■ **Условие задания**
Выпишите из приведённого ниже отрывка интервью все сферы коллективного творчества, которые отвечающий прямо называет как области своей работы.

Конечно, всех актёров я знаю уже давно и, вероятно, это помогает. Учитываются какие-то мелочи, но это вторнично. Если бы вы не спросили, я бы никогда не подумал об этом.
О принципах работы художника в театре и кино
К слову о кино. Привнесли ли вы что-то из опыта работы художником в кинопроектах в театр?
Кино и театр — небо и земля. Всегда привожу пример, который увидел на выставке замечательной художницы Надежды Васильевой, жены Алексея Балабанова. В экспозиции были представлены костюмы к «Коньку-горбунку». Там на каждой пуговице тщательная отделка, потому что камера может подъехать и дать её крупным планом. А в театре уже с первого ряда пуговицы могут не увидеть. У нас в костюмерной полно якобы исторических костюмов, на которых советские пуговицы, потому что раньше, например, пуговиц с орлом не достать было. Но никто этого не видит.
В театре гораздо больше свободы, чем в кино, потому что больше условности. В кино всё очень натуралистично. Это другой мир.
Есть ли в вашей работе принципы, которые вы соблюдаете и в театре, и в кино?
Обязательно должен быть контакт с режиссёром и понимание, что он прежде всего хочет. Есть режиссёры, которые полностью отдают мне художественную часть и оставляют только единичные просьбы. А есть те, кто всё хотят делать самостоятельно. Я выступаю здесь как передаточное звено, воплощающее их задумки в жизнь. Бывает совершенно по-разному. Поскольку я давно работаю в коллективном творчестве — театр, кино, книгоиздание и прочее, понимаю, что мой номер не первый. Я никогда не хочу себя выпячивать, потому что спектакль или фильм не про декорацию и не про фактуру одежды. Я хочу как можно точнее передать и представить идеи режиссёра, поскольку это его произведение.

Сохранённые записи данных:
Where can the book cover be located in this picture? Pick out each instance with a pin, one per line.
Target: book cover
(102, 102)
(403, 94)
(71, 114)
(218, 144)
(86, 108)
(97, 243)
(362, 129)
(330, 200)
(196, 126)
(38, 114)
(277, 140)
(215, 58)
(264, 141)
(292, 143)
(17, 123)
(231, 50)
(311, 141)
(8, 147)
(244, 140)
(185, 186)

■ **Решение**
Театр, кино, книгоиздание.